▸ **Your goal**
Retype only what runs from the line that contains "Put a dot on the dirt" through the last line of the listing below, both lines included.

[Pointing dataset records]
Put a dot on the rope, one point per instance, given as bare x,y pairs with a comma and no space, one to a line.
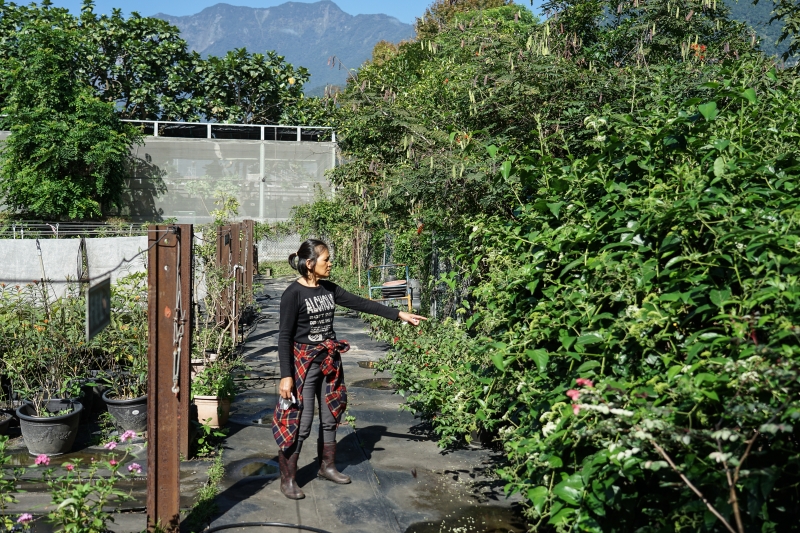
177,327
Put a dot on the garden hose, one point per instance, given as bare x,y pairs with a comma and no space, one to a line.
265,524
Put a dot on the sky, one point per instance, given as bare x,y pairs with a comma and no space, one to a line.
405,10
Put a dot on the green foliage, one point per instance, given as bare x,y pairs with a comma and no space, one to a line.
8,486
216,379
788,12
442,12
81,496
207,439
248,88
620,202
67,153
43,347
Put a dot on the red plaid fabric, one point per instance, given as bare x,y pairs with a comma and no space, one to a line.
286,423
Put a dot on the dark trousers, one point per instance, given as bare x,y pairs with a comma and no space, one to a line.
314,387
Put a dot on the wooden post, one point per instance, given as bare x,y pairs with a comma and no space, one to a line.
168,398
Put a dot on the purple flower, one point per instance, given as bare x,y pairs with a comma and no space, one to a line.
573,394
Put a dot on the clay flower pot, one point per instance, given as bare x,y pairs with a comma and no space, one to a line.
216,409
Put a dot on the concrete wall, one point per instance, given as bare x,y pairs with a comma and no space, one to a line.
20,265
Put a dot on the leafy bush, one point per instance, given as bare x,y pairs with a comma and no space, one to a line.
640,315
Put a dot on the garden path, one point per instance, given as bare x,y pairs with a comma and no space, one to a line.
402,482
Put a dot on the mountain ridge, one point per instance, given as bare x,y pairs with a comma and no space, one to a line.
306,34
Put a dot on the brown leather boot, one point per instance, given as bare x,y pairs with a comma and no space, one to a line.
288,466
327,465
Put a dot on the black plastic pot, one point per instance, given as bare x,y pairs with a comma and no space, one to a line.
86,399
128,415
54,435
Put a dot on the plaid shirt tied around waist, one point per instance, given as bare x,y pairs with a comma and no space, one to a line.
286,422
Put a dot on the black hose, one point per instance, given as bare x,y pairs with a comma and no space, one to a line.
265,524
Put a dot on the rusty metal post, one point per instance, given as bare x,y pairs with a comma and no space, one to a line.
249,267
236,272
168,398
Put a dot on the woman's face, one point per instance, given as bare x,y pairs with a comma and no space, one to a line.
323,267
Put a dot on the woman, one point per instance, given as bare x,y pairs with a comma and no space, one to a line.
311,364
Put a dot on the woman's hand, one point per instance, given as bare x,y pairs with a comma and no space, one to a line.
411,318
286,388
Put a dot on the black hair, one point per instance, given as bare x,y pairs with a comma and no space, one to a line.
309,250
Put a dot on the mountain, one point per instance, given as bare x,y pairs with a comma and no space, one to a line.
308,35
757,16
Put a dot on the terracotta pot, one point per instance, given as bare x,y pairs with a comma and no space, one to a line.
213,408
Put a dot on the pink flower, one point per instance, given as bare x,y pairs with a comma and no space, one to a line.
573,395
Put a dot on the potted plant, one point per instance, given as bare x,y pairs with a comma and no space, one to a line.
126,396
42,357
212,392
5,412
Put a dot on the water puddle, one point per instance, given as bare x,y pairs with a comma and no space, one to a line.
375,384
476,519
260,469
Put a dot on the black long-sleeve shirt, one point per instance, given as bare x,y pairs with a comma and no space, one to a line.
307,316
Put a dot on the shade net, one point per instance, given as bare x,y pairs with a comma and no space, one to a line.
181,179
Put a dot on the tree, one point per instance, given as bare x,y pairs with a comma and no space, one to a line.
441,12
788,12
67,153
248,88
140,64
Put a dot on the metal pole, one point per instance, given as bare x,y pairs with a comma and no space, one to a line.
236,254
261,184
168,399
249,268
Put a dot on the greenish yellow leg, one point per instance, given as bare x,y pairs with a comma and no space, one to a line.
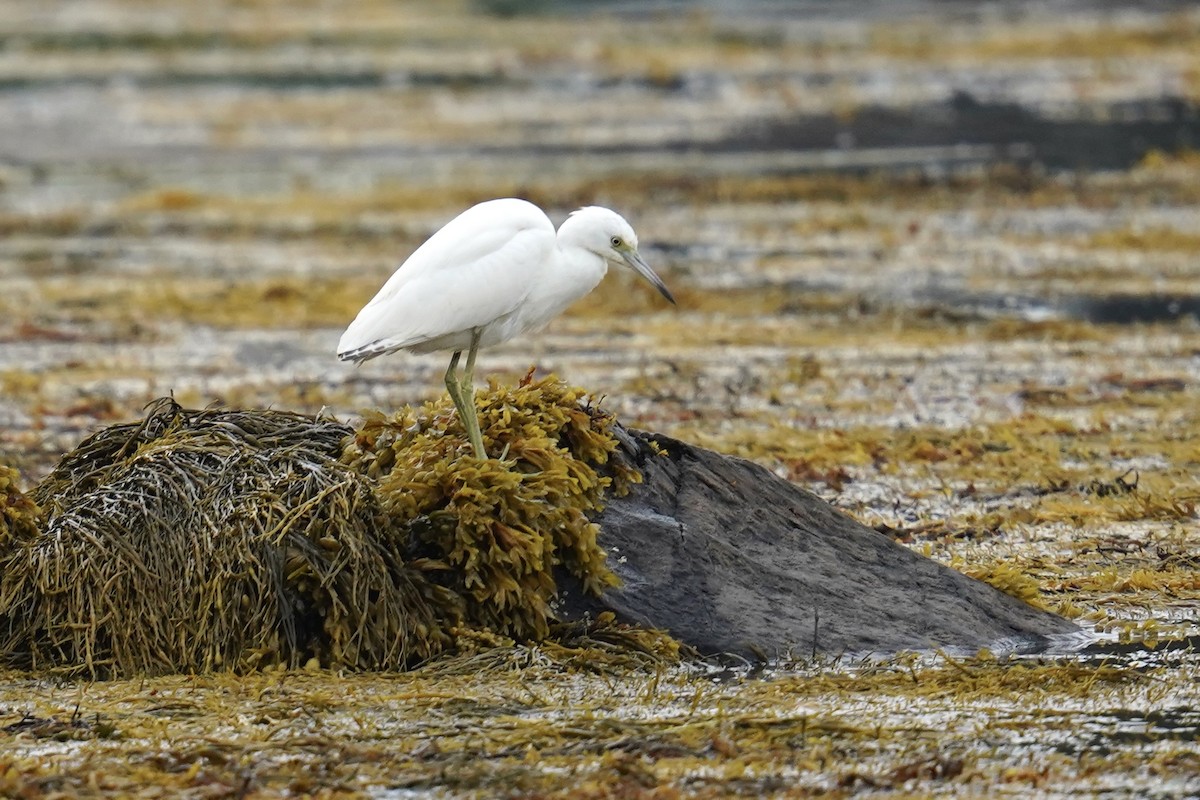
468,396
463,396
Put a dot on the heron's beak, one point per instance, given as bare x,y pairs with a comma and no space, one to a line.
645,270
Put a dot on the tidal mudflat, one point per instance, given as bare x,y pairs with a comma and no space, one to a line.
939,266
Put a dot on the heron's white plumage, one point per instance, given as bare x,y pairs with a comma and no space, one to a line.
463,277
498,269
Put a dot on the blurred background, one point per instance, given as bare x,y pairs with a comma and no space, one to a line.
894,214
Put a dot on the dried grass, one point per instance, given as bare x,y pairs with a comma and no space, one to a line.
203,540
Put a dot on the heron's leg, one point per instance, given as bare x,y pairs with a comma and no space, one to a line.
471,415
455,389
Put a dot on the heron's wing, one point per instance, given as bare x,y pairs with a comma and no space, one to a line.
473,271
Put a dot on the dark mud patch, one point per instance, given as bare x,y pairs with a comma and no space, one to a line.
1114,137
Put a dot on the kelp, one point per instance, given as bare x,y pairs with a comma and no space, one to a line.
214,539
493,530
197,540
18,512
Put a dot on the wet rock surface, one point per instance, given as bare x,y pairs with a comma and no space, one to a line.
730,558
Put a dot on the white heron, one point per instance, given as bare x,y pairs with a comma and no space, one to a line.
496,270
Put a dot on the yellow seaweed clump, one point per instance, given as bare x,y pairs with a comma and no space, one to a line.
18,512
495,530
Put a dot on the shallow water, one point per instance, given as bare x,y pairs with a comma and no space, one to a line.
937,329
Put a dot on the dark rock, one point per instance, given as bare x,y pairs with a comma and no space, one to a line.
730,558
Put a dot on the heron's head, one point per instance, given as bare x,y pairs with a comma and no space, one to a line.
606,234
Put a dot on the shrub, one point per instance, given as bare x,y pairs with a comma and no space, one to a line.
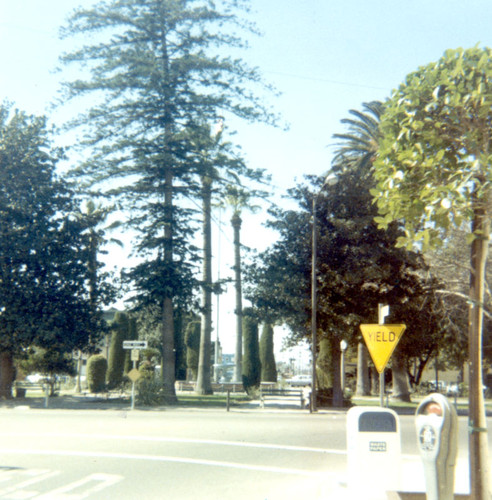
267,355
116,362
97,366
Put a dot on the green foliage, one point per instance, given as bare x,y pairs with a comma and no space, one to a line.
267,355
433,165
158,73
48,362
192,342
43,248
97,366
131,335
116,357
251,355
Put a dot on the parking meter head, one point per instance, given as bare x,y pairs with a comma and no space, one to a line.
437,430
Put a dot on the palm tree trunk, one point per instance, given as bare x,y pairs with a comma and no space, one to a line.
236,224
203,384
167,325
401,389
363,387
7,374
477,425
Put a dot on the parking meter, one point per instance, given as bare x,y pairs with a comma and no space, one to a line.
437,438
373,452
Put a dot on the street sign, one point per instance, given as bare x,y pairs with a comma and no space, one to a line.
381,341
134,375
134,344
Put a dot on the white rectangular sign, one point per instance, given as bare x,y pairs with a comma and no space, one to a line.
134,344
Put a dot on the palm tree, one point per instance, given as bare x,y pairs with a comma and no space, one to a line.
361,142
357,150
238,199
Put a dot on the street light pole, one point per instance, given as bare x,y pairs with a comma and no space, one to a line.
314,303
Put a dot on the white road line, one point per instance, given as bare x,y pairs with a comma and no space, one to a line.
161,458
66,492
241,444
37,475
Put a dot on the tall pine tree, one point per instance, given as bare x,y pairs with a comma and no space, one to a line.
155,66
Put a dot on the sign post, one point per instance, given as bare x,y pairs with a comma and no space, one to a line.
134,374
381,341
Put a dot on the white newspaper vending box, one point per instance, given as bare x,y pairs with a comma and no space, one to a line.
373,452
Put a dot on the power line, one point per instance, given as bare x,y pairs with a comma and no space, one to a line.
327,80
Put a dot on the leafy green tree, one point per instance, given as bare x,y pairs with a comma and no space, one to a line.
267,354
155,67
192,341
251,359
43,251
49,362
358,146
358,267
433,171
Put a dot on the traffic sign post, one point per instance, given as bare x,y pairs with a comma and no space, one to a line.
381,341
134,375
135,344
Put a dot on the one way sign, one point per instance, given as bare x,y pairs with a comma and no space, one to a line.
134,344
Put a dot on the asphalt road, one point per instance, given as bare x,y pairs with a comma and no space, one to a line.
185,454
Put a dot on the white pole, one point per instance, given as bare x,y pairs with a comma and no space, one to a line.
383,311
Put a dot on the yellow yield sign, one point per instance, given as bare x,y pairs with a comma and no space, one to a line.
381,341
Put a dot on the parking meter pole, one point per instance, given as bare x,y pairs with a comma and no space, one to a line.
133,386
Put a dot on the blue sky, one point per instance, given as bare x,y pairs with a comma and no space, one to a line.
325,56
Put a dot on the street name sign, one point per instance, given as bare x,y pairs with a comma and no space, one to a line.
134,344
381,341
134,375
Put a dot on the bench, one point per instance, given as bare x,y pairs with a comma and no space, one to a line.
22,386
292,393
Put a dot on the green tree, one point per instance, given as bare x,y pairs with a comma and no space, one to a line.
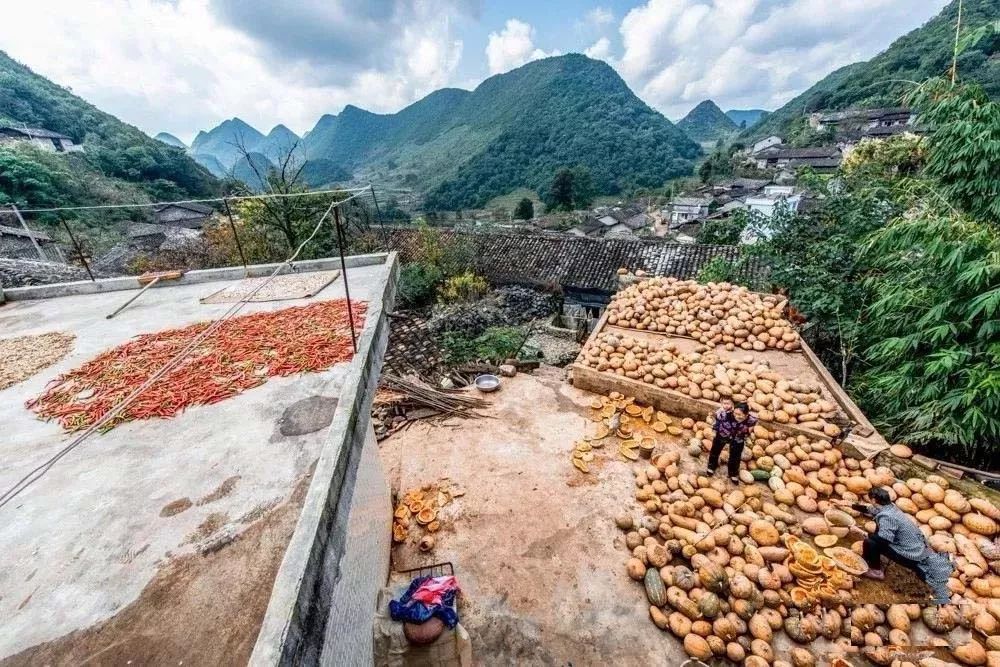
524,210
964,148
724,231
583,187
932,373
560,195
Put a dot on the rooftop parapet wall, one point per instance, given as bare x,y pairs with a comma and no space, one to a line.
302,596
189,278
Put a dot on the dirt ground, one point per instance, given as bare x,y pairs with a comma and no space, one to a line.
533,541
224,592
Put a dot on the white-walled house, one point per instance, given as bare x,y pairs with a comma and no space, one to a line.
44,139
762,208
764,144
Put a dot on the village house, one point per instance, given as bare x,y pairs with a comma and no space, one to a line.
863,119
44,139
766,143
612,222
683,209
192,216
821,159
763,208
17,243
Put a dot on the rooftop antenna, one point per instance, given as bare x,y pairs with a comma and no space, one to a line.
954,57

▸ **Result below**
Put a dot on the dirt ground, one point per instance, given as bare x,y pairs with a comma and no space, one to a line.
533,541
224,592
Put a dot on the white-walled house, one point per instance, given as bare x,y pairs with a comma and no space, one to a line.
44,139
762,208
764,144
Put a dot on the village house, one point per instance, given as bare x,y pairs with a comma and no space, one to a line.
863,119
44,139
766,143
612,222
683,209
192,216
821,159
763,208
17,243
Put a dot on the rooftop antenna, one point per instance, given as bare x,y pairs with a comma and no space, one to a line.
954,57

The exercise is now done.